_Material provided_:
begin
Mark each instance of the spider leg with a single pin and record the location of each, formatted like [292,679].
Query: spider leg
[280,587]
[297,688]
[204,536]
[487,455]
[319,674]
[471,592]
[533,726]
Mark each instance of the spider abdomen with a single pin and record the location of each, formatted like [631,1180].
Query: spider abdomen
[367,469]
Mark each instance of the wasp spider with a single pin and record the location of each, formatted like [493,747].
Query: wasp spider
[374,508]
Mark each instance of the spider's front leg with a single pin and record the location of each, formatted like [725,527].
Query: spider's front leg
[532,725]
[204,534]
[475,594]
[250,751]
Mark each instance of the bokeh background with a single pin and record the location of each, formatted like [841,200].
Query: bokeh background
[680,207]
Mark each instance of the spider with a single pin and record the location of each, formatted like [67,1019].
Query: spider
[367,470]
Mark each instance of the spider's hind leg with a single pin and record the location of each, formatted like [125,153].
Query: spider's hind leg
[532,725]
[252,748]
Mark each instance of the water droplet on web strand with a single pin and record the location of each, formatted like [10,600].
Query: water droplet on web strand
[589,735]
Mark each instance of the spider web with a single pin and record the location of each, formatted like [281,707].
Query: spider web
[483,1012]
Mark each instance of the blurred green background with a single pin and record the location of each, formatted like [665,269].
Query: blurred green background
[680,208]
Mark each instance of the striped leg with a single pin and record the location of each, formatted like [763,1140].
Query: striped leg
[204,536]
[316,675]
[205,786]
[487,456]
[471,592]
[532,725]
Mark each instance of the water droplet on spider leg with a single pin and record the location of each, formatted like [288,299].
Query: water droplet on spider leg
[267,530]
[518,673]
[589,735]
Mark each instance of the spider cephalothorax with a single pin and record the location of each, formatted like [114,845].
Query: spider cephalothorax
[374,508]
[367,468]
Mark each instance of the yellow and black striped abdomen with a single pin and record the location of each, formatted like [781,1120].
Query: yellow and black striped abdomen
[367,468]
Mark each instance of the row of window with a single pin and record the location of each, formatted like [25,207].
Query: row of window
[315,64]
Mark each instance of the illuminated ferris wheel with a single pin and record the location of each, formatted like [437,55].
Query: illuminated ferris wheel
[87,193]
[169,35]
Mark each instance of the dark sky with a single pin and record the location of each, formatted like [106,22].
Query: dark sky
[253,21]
end
_What you are asked to do_:
Rewrite the records from the line containing "Mark each instance of the illuminated" through the end, changing "dark sky" to "night sky" and leaving everything else as it is.

_Correct result_:
Mark each instance of the illuminated ferris wheel with a single pin and record the location of each, formatted like [437,55].
Query: illuminated ferris wheel
[87,193]
[169,35]
Mark each instance of the night sky with a single pin and record the location of each, formatted like [106,22].
Query: night sky
[253,21]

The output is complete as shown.